**Supplied entries**
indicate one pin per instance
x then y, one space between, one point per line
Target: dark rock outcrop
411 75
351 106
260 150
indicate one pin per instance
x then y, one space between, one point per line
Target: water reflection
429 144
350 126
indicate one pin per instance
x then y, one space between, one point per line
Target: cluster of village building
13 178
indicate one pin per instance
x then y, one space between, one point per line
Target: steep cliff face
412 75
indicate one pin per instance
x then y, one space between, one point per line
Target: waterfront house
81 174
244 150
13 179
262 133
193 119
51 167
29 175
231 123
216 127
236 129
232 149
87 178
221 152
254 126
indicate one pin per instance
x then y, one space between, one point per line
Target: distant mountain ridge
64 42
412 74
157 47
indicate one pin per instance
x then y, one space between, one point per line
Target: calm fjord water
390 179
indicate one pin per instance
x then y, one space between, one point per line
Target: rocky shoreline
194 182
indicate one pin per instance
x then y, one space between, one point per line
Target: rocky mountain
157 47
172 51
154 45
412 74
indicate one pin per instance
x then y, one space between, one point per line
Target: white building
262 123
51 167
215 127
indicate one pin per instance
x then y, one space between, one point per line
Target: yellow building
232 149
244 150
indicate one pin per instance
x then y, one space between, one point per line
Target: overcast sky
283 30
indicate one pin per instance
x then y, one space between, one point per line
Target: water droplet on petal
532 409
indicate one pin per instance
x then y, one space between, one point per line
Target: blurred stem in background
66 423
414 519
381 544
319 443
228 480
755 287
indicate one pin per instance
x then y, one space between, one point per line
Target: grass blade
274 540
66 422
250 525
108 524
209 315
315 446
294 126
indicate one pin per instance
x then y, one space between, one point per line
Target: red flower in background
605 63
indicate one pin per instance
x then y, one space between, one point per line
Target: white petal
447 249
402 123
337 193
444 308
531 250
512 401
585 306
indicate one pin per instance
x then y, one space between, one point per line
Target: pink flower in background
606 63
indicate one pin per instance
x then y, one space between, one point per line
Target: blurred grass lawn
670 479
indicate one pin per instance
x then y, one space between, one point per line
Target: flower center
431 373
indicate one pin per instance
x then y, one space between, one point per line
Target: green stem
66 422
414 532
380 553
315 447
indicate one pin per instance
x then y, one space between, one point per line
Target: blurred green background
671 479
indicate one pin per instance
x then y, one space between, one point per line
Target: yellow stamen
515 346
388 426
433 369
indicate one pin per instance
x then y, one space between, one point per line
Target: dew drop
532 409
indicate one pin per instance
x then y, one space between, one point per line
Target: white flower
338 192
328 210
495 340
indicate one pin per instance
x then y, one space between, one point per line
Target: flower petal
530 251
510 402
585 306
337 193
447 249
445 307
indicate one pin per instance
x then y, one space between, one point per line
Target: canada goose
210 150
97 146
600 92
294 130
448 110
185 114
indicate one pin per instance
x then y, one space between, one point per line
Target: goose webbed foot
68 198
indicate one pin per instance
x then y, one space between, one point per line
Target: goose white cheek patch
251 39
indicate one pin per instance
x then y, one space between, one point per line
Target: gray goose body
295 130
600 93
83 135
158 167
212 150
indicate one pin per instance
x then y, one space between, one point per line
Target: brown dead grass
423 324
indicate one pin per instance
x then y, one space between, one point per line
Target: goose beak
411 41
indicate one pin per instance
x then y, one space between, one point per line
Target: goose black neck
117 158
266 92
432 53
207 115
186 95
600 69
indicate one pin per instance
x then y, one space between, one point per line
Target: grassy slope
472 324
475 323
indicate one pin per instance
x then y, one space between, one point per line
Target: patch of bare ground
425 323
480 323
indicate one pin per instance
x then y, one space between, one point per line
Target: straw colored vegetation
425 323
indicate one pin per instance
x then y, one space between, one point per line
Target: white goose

**What this task involves**
Copy every line of the material, please, keeping it exactly the same.

**Expected answer**
indicate one pin per instance
x then y, one space between, one point per line
Target: dark rock outcrop
411 75
351 106
260 150
indicate one pin per instance
x then y, one space between, one point per line
Target: water reflection
429 144
350 126
indicate one pin per instance
x then y, one space between, one point per line
Target: cluster of village building
13 178
indicate one pin per instance
x then y, one space between, one point per line
Target: steep cliff face
412 75
indicate one pin per instance
x then y, one space between, one point per line
Target: waterfront house
81 174
244 150
13 179
262 133
193 119
51 167
29 175
231 123
216 127
236 129
232 149
87 178
221 152
254 126
indicate one pin per instance
x then y, one space between, one point per line
Target: distant mountain ridge
64 42
412 74
157 47
indicate one pin per instance
x then y, one space between, one point per line
Target: calm fjord water
390 179
indicate one pin per instance
x then y, one space between, one point per line
Target: rocky shoreline
194 182
indicate one pin per instance
x then y, one space between, one point per line
Target: rocky mountain
157 47
172 51
154 45
412 74
indicate one pin per instance
x then y, one space between, one point per line
Target: white building
262 123
51 167
215 127
indicate one pin per instance
x then y, one space between, one point per line
Target: yellow building
232 149
244 150
indicate one pin per instance
x then y, one space between, one point per line
Target: overcast sky
283 30
indicate one pin per instance
x then y, one space between, one point per line
Target: water droplet on petal
532 409
indicate one pin per instance
x then y, one space between, one point per line
Target: blurred stem in background
66 423
414 519
381 544
319 443
228 480
755 287
indicate one pin per instance
x then y, one space between, one point per line
Target: grass blade
274 540
66 422
250 525
108 524
209 315
315 446
294 126
indicate one pin per instance
x then y, one space between, one point per line
Target: red flower in background
605 63
indicate one pin per instance
x then y, one space between, one point per line
Target: white petal
447 249
402 123
337 193
444 308
531 250
512 401
585 306
indicate one pin per instance
x then y, one space between, one point per line
Target: pink flower in background
606 63
indicate one pin per instance
x then y, one space between, one point per line
Target: blurred grass lawn
670 479
indicate one pin per instance
x then y, one space between, one point per line
Target: flower center
431 373
indicate one pin per instance
x then y, one space between, one point per line
Target: green stem
66 422
414 532
380 553
315 447
indicate one pin per instance
x then y, one space between, one point per line
Target: blurred green background
671 479
indicate one pin per instance
x then y, one space between, one point per line
Target: yellow stamen
515 346
388 426
433 369
indicate one pin per instance
x then y, one space between, one point per line
Target: dew drop
532 409
indicate one pin per instance
x then y, one space between, one point per line
Target: white flower
338 192
328 210
495 340
indicate one pin per instance
x then y, one space between, one point per line
Target: flower petal
530 251
510 402
585 306
337 193
447 249
445 307
indicate one pin per instance
x then y, one space between, one point per line
Target: canada goose
210 150
97 146
600 92
294 130
448 110
185 114
indicate one pin per instance
x then y, one space between, one point per line
Target: goose webbed foot
68 198
indicate one pin per instance
x then y, one space between, one point per line
Target: goose white cheek patch
251 39
indicate one pin per instance
x then y, one space between, one point per line
Target: gray goose body
295 130
600 93
83 135
158 167
212 150
indicate one pin per instance
x then y, one space between, one point per line
Target: brown dead grass
423 324
indicate one pin per instance
x then y, one space between, one point per line
Target: goose beak
411 41
indicate one pin per instance
x then y, one space between, one point per line
Target: goose black neck
117 158
266 92
432 53
207 115
186 95
600 69
indicate one pin per instance
x then y, one space between, one point per line
Target: grassy slope
472 324
475 323
indicate one pin per instance
x then y, one space between, one point per line
Target: patch of bare ground
425 323
480 323
indicate one pin per instance
x then y, one space between, one point per line
Target: straw colored vegetation
425 323
indicate one pin per instance
x then y, one space between, one point per line
Target: white goose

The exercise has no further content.